*Aufgabe A*
Wie viele Menschen wurden laut dem Textauszug zum Rote-Khmer-Tribunal im Foltergefängnis Tuol Sleng gequält und umgebracht?
*Aufgabe B*
Gib aus dem Textauszug zum Rote-Khmer-Tribunal den Abschnitt von „Zwei weitere der“ bis einschließlich „Verantwortung bislang ab.“ wortgetreu aus.

*Textauszug*

══════════

Foto: CLAUDE JUVENAL/ AFP

Drei Schuldsprüche; neben Nuon Chea und Khieu Samphan sah das Gericht auch die Täterschaft von Kaing Guek Eav, Spitzname "Duch", als erwiesen an. Er leitete das Foltergefängnis Tuol Sleng, auch bekannt unter der Abkürzung S-21. Dort wurden schätzungsweise 17.000 Menschen gequält und umgebracht; die Maßgabe war, die Festgenommenen erst psychisch, und dann physisch zu vernichten. Nichts sollte von ihnen übrigbleiben außer erfolterten Geständnissen. "Keine Antwort konnte den Tod verhindern. Niemand, der zu uns kam, hatte eine Chance, sich zu retten", sagte Duch vor einigen Jahren in einem Interview. Er wurde zu lebenslanger Haft verurteilt.

Zwei weitere der ursprünglich fünf Angeklagten starben, bevor das Urteil über sie gefällt werden konnte. Insgesamt haben die Prozesse bislang 300 Millionen Dollar gekostet. Dabei kommen die meisten Täter des Regimes ohne Verurteilung davon. Die "Extraordinary Chambers in the Courts of Cambodia", die aus kambodschanischen und internationalen Richtern bestehen, befassen sich nur mit den hochrangigen Ex-Führern. Die Angeklagten stritten jegliche Verantwortung bislang ab.

Auch heute noch sind viele Massengräber nicht ausgehoben und die Toten nicht angemessen bestattet, berichtet das Documentation Center of Cambodia, das unzählige Akten und Zeugenberichte zu den Verbrechen der Roten Khmer zusammengesucht hat. Immer noch spült der Regen Kleidungsfetzen und Knochen aus dem Boden der Killing Fields, alle paar Monate werden sie eingesammelt. Manche Gebeine werden öffentlich ausgestellt. Darunter sollen auch ungewöhnlich lange Knochen sein - vermutlich von Ausländern.

Doch außerhalb des Tribunals werden sich keine Gerichte mit den Fällen beschäftigen, heißt es in einer offiziellen Stellungnahme der internationalen Kammer. Es sei zwar zweifelsfrei schwer für die Öffentlichkeit und Opfer zu akzeptieren, dass Täter, die darum wetteiferten, wer mehr Menschen umbringt, nicht zur Rechenschaft gezogen würden. Das sei aber eine politische Entscheidung gewesen, um die ehemaligen Roten Khmer leichter in die heutige Gesellschaft integrieren zu können.

Einer von ihnen ist der heutige Premierminister des Landes, Hun Sen. Er stellt sich gegen weitere Ermittlungen und Prozesse; diese würden in einen Bürgerkrieg münden, sagt er. Seine Regierung fürchte, ihre eigenen Führungskräfte auf der Anklagebank wiederzufinden, schrieb Ostasien-Experte Oskar Weggel in der "Frankfurter Allgemeinen Zeitung". Sie habe die Verfahren aber letztlich zugelassen, um nicht auf die wirtschaftliche Hilfe westlicher Geberstaaten verzichten zu müssen.

══════════

*Angezeigte Informationen*

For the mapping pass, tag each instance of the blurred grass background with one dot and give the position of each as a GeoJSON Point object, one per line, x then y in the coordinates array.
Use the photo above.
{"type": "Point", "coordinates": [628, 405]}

══════════

*Lösung A*
Schätzungsweise 17.000 Menschen.

*Lösung B*
Zwei weitere der ursprünglich fünf Angeklagten starben, bevor das Urteil über sie gefällt werden konnte. Insgesamt haben die Prozesse bislang 300 Millionen Dollar gekostet. Dabei kommen die meisten Täter des Regimes ohne Verurteilung davon. Die "Extraordinary Chambers in the Courts of Cambodia", die aus kambodschanischen und internationalen Richtern bestehen, befassen sich nur mit den hochrangigen Ex-Führern. Die Angeklagten stritten jegliche Verantwortung bislang ab.